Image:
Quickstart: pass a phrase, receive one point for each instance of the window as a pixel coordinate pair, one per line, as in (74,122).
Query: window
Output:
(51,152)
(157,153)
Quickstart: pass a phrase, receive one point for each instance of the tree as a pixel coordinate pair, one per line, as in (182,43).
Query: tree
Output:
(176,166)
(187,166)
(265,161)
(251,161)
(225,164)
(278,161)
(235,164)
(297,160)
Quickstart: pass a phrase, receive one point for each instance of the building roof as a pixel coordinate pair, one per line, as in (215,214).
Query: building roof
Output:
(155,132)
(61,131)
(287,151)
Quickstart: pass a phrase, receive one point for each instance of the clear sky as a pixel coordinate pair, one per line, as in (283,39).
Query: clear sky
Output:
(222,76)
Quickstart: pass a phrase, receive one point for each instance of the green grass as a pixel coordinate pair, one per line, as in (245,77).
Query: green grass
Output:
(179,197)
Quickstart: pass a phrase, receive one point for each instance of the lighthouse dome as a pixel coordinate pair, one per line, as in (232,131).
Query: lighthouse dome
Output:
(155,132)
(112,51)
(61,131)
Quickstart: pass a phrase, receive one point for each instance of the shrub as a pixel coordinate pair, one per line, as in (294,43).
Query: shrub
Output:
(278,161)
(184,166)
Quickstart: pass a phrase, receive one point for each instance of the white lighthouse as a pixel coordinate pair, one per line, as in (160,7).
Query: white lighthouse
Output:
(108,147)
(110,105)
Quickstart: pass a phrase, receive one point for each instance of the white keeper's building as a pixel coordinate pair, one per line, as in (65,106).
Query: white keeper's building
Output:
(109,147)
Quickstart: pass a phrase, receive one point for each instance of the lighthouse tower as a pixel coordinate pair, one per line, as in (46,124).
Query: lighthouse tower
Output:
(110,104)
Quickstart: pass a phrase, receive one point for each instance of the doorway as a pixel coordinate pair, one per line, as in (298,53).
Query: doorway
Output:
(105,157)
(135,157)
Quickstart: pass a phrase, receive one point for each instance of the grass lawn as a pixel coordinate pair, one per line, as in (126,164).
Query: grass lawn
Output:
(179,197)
_ _ _ _ _ _ _
[TASK TO CARRY OUT] Pull every line containing the word "lawn" out of the material and copy it.

[SOLUTION]
Quickstart: pass a phrase, receive one point for each instance of the grass lawn as a pixel coordinate pair, one per line, as in (126,164).
Query: grass lawn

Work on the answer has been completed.